[Point-per-instance localization data]
BEGIN

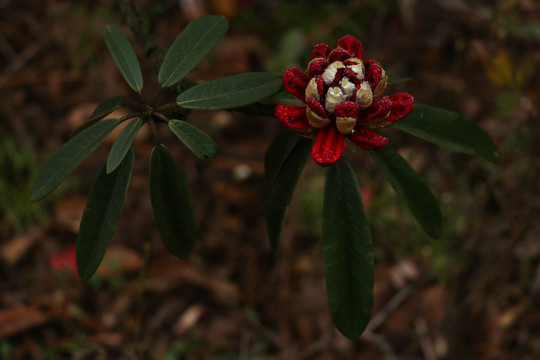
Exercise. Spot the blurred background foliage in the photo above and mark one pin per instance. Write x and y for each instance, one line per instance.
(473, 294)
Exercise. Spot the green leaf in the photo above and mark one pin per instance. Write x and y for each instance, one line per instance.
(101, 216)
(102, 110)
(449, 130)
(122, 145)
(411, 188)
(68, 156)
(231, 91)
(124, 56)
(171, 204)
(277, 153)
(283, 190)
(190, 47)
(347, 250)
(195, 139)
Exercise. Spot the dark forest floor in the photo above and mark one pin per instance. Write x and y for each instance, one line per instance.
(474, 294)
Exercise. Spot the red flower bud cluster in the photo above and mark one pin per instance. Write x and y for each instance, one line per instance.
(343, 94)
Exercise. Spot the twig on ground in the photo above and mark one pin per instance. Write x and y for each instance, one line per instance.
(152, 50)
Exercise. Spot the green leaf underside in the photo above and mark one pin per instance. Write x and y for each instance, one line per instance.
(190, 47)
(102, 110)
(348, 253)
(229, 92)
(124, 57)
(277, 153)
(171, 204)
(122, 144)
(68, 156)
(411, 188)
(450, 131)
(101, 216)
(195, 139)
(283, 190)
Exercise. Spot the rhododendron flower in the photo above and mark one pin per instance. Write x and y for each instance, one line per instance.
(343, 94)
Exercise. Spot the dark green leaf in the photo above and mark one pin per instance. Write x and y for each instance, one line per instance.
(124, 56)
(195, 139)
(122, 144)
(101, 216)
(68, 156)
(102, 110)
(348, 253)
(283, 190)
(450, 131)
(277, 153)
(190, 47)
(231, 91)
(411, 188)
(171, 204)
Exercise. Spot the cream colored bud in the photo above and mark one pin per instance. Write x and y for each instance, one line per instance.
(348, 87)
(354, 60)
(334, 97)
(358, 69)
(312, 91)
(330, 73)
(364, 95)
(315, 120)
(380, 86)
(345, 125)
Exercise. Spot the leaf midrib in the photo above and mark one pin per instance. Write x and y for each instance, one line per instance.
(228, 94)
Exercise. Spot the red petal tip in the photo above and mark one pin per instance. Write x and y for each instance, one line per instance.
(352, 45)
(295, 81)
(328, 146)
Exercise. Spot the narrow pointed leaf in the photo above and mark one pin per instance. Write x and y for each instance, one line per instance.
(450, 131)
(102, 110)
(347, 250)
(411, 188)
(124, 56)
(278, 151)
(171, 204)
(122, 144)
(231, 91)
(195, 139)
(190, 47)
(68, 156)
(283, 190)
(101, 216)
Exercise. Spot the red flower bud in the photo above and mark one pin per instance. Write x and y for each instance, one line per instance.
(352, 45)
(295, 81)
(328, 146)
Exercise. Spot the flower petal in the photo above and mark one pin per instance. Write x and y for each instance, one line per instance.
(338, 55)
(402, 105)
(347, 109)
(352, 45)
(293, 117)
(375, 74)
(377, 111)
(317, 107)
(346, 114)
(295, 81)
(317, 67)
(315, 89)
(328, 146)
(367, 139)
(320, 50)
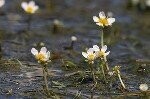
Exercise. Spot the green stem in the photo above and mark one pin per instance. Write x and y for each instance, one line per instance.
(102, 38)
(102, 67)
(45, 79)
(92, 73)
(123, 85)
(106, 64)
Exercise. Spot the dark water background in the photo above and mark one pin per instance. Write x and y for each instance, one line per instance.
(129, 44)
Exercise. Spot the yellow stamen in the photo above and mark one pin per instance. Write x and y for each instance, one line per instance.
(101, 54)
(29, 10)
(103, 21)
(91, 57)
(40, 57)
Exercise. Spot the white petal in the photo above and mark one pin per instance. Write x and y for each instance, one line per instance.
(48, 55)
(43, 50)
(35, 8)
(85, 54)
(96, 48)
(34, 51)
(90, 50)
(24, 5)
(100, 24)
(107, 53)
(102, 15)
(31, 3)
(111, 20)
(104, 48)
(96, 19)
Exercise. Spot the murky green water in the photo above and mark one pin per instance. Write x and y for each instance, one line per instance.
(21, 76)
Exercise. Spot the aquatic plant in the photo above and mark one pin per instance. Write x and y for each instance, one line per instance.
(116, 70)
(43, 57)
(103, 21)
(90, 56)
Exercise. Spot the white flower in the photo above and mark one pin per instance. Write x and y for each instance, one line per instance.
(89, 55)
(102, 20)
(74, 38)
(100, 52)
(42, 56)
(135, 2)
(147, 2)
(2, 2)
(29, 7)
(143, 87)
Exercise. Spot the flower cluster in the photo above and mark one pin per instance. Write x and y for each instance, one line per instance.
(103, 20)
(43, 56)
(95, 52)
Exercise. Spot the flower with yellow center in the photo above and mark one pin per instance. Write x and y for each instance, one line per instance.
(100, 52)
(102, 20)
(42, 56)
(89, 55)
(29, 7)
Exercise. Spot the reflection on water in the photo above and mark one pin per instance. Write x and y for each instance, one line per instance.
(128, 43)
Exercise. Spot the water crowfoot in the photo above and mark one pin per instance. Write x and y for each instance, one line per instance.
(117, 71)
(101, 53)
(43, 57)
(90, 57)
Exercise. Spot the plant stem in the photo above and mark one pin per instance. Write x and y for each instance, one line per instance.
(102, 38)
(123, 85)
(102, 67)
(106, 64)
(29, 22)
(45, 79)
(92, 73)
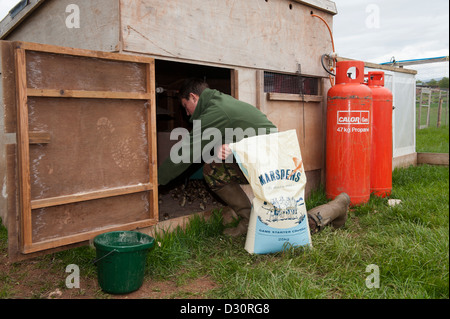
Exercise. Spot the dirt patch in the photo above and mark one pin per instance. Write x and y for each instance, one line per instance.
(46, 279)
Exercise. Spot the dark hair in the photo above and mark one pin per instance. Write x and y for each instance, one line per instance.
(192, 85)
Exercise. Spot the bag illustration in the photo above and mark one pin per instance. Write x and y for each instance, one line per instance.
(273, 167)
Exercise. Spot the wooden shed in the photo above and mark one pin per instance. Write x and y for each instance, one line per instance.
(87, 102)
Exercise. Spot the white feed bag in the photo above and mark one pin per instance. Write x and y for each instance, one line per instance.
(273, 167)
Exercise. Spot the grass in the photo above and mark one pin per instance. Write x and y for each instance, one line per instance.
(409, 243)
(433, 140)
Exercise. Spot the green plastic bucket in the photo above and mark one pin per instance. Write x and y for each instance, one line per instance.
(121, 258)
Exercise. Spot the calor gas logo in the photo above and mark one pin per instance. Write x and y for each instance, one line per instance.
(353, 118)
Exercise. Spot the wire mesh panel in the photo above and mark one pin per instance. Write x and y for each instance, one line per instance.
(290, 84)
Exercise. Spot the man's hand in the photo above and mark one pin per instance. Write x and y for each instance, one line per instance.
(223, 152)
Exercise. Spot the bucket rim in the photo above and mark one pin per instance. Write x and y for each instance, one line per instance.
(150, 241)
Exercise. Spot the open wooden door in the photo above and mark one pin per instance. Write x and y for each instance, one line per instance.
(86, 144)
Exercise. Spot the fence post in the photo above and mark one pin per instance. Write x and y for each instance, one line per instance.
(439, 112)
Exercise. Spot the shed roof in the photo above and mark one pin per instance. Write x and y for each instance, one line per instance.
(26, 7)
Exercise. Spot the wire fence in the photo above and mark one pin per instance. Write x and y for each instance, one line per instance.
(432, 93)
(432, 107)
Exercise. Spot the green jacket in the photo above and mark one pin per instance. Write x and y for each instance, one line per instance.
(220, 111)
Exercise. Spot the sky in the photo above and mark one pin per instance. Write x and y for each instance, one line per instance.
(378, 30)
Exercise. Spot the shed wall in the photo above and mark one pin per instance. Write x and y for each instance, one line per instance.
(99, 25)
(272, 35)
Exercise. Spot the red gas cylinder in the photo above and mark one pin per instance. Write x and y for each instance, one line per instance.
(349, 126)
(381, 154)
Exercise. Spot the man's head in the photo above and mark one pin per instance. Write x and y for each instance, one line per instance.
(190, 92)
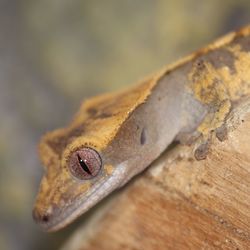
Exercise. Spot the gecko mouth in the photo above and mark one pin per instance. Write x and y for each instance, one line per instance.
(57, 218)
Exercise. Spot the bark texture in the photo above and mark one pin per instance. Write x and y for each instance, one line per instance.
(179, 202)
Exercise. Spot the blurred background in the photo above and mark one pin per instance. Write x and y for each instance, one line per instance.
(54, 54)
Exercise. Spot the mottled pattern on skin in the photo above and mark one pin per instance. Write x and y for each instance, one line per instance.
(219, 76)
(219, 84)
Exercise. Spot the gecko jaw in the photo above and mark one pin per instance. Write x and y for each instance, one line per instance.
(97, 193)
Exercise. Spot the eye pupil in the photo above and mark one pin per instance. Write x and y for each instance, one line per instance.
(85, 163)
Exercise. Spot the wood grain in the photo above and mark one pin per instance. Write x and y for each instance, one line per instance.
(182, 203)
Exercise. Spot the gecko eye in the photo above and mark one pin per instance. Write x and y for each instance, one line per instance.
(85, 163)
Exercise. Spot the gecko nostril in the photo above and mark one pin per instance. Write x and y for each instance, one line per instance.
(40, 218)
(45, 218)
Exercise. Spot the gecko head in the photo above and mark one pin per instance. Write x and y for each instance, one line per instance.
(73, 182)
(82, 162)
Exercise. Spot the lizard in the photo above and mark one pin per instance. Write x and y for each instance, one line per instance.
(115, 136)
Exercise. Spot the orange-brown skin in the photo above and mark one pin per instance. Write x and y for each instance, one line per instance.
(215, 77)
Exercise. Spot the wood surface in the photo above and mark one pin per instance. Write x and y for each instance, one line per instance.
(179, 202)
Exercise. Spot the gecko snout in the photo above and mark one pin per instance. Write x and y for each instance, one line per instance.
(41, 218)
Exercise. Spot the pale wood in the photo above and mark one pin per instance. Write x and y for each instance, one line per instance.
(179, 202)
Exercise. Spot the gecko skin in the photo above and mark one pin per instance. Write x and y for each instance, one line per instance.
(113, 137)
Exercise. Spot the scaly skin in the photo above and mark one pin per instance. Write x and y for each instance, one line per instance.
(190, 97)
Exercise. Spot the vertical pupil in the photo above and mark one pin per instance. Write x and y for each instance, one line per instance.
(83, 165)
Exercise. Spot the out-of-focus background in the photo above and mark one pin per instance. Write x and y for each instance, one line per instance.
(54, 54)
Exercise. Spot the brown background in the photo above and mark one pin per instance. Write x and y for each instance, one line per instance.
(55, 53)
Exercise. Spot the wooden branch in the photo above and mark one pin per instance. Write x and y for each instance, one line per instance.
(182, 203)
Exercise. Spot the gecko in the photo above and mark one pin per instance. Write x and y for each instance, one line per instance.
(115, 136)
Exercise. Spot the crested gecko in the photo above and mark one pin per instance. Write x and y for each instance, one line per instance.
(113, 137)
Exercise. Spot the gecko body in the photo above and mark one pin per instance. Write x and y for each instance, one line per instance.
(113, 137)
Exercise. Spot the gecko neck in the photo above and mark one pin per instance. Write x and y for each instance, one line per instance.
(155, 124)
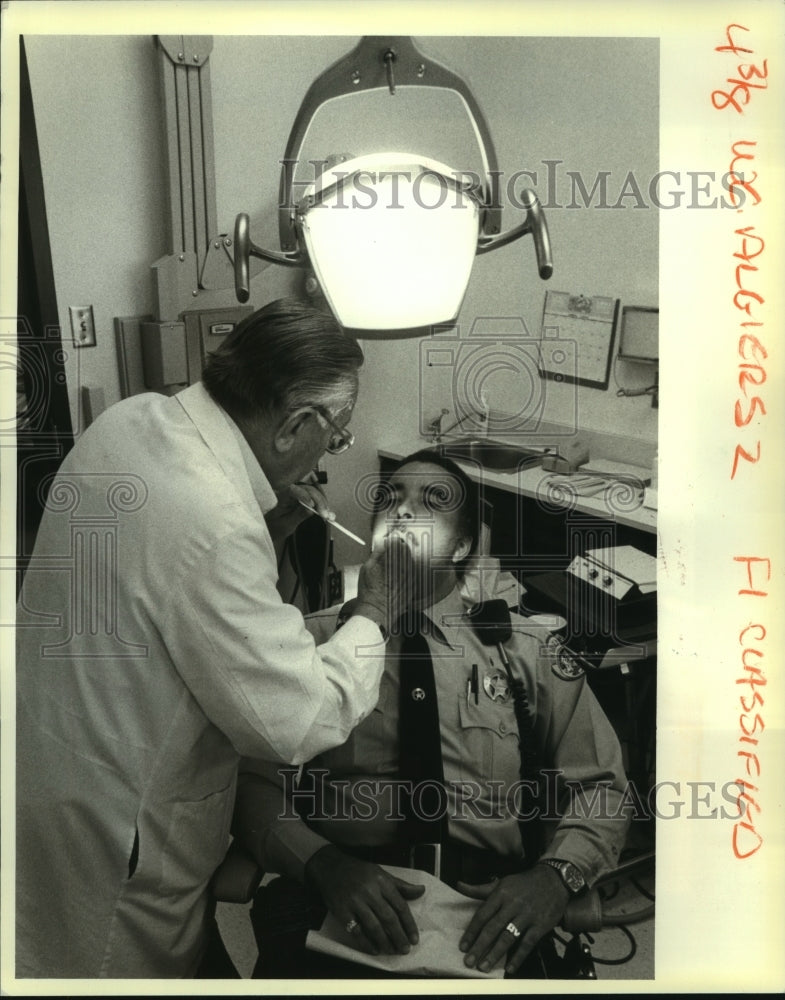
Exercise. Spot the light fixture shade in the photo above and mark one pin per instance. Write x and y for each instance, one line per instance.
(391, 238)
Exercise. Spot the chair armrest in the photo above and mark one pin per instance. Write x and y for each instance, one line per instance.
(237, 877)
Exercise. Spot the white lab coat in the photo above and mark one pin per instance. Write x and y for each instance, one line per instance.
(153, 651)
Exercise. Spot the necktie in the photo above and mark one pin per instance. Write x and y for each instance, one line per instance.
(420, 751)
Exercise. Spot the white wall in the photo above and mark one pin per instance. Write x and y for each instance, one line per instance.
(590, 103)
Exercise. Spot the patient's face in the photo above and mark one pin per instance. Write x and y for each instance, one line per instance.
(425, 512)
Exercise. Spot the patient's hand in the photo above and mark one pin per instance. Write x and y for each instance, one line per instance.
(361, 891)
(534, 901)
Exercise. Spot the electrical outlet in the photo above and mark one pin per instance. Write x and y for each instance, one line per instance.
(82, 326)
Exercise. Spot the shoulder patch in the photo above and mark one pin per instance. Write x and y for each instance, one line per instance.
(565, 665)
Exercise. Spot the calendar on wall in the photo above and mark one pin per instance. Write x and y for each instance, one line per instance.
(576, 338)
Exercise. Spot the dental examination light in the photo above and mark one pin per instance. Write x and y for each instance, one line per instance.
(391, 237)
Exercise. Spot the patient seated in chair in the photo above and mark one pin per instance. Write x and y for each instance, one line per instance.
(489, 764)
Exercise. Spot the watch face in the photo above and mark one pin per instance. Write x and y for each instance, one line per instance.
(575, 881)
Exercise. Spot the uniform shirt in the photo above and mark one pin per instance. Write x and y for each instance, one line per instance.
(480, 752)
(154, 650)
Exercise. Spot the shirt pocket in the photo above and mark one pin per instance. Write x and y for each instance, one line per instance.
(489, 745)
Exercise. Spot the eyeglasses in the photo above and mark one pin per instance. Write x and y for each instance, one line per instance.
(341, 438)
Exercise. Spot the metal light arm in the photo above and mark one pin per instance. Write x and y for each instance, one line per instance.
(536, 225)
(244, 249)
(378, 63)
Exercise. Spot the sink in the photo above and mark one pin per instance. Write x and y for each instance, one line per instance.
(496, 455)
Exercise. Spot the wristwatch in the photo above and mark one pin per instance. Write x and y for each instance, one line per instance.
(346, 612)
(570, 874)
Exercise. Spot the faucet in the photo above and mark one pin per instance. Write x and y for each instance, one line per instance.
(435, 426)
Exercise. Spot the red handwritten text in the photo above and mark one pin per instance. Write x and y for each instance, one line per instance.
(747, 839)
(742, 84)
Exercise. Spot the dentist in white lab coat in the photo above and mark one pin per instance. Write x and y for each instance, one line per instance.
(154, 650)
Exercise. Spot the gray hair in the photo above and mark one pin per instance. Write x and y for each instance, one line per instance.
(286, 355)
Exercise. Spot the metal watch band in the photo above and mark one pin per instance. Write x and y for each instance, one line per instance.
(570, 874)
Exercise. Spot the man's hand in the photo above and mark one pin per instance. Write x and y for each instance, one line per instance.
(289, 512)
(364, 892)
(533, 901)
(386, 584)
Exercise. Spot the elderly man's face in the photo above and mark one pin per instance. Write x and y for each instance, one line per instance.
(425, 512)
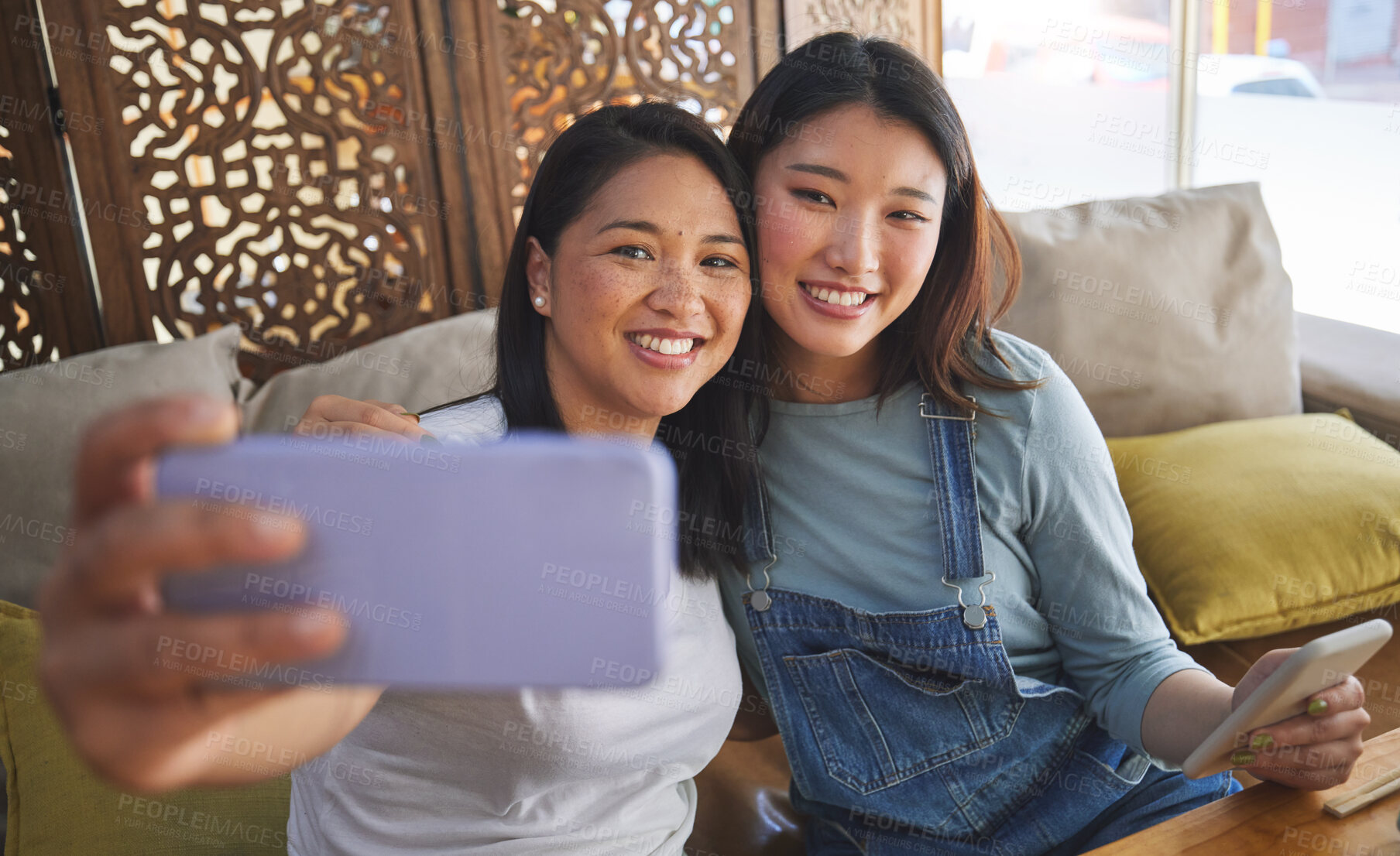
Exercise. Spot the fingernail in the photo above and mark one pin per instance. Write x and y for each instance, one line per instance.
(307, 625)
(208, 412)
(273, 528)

END

A word-for-word copy is needed of the lines from the line holding "Exercise. Spot the gray" through the end of the records, both included, excluding every picture.

Exercise. Spot the gray hair in the photo above and mark one pin per instance. Write x and y for each instance, one line per instance.
(286, 355)
Exercise. Spot the metal watch band in the photo above and mark one pin per instance. Write x and y for each instance, one line per instance.
(570, 874)
Exercise. Spot the man's hand in the photo above and mark one pin per instance. Write x and y for each instance, one line per instance.
(289, 512)
(364, 892)
(533, 901)
(386, 584)
Exercise. Spot the elderly man's face in the photo above and mark one pin per instance. Write x and y for each instance, one line per instance.
(425, 512)
Exercise. Spot the fingernail in the photo above and mark one pin per instance. Write x and y for each instance, one line per instance.
(307, 625)
(208, 412)
(273, 528)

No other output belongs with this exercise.